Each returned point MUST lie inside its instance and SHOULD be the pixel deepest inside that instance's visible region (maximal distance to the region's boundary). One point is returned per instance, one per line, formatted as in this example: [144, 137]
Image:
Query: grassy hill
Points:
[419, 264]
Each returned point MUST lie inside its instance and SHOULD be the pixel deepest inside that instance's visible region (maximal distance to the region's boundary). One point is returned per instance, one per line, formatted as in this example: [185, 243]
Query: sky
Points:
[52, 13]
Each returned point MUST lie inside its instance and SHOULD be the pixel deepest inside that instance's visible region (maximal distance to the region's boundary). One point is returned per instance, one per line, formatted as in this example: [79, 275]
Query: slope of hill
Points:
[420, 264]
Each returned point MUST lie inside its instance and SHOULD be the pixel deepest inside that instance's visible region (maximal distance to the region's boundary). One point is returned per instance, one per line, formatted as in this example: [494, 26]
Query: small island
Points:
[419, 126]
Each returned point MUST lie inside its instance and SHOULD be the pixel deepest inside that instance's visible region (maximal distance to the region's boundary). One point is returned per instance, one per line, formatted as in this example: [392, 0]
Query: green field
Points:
--*--
Repeat the data in its entirety, character for character.

Each returned point MUST lie inside its instance and SHOULD be the pixel deepest inside that instance's visible region (maximal distance to the region's boundary). One point is returned per instance, one per line, formatted as in this example: [144, 137]
Image:
Query: grassy hill
Points:
[419, 264]
Each returned point MUST lie inside its instance and SHOULD be the pixel deepest inside that instance's visible region (maximal distance to the region's boundary). One point is returned per instance, one per line, formatted as in this example: [185, 243]
Query: sky
Points:
[52, 13]
Each returned point MUST lie inside its instance and SHOULD be the pixel deepest inside that instance's visible region (maximal distance to the region's boundary). One point is returned per instance, one per line, formatted as in this example: [79, 275]
Query: slope of hill
Points:
[420, 264]
Each returned point MUST lie inside its instance and SHOULD be the pixel deepest inside that instance's visible region (maximal distance to the region's boundary). One point is returned per instance, one per line, formatted as in this example: [494, 26]
Query: small island
Points:
[419, 126]
Each returned point MUST lie inside its instance and SHOULD be the pixel deepest inside that instance's visible region (maximal distance to the region's boundary). One point is returned per instance, one per line, formatted as in this example: [392, 0]
Query: green field
Points:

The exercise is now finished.